» **TASK DESCRIPTION**:
Pull out every line in the items below that contains the word "grass", and treat uppercase and lowercase as different.

» **RECORDS SUPPLIED**:
((

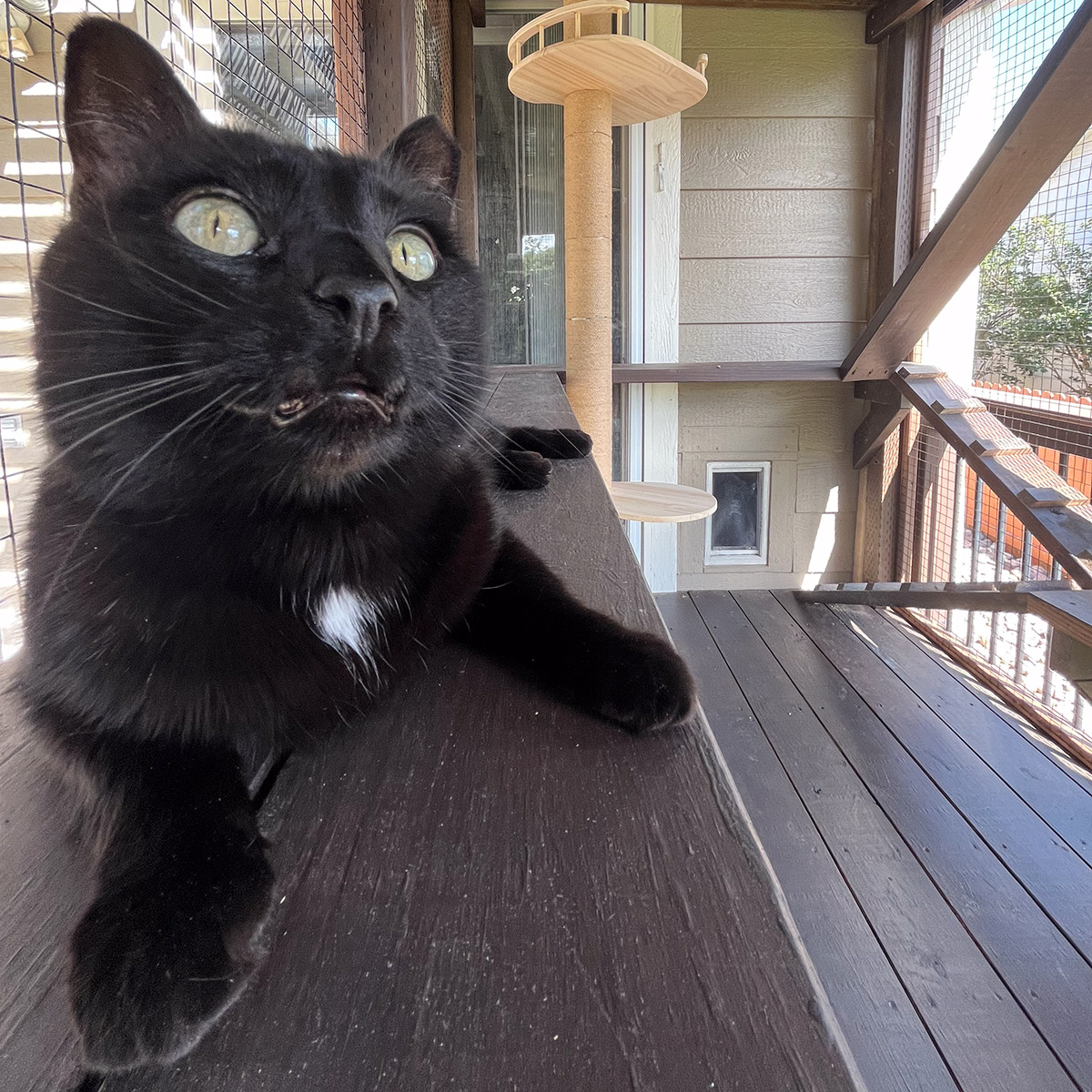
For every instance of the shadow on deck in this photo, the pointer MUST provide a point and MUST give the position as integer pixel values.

))
((

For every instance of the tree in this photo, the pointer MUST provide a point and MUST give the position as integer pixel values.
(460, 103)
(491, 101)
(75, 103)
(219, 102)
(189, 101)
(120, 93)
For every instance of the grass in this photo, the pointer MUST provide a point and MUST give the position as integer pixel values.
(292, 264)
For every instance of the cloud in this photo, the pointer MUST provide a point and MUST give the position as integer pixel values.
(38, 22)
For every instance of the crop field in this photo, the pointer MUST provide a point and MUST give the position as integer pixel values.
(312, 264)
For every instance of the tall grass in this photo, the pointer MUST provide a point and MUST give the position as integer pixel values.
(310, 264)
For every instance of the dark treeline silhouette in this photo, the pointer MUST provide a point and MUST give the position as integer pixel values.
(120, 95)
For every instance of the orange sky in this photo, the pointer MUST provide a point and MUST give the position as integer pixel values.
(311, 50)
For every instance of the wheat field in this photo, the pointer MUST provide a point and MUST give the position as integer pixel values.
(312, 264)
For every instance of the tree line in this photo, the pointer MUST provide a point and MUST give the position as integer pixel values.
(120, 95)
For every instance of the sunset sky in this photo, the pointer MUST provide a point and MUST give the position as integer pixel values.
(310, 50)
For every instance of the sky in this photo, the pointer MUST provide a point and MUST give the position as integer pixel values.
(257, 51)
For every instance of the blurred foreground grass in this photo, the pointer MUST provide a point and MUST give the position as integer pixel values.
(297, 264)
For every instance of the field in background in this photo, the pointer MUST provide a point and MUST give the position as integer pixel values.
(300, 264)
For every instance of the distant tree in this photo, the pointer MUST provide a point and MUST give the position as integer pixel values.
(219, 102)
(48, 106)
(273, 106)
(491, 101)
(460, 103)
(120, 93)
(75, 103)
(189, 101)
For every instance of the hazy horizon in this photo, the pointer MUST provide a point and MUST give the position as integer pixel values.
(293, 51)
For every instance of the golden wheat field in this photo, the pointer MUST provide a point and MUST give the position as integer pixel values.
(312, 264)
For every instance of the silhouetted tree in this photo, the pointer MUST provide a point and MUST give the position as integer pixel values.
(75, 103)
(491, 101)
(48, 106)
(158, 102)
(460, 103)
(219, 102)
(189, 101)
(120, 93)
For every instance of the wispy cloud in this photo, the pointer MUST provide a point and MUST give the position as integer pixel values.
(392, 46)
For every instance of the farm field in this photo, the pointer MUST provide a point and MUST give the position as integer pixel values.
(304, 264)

))

» **OUTPUT FOR THIS EXERCISE**:
For every instance of the grass in this photo, the pointer MUST provide a point and MUST give the position as integer pixel values.
For every instance of the tall grass in this photo, the pointer MUST provide a point and MUST give the position as integer pixel values.
For every instance of the blurred foreground grass in this photo, the pointer MUST provide a point and MUST give the position as integer pixel values.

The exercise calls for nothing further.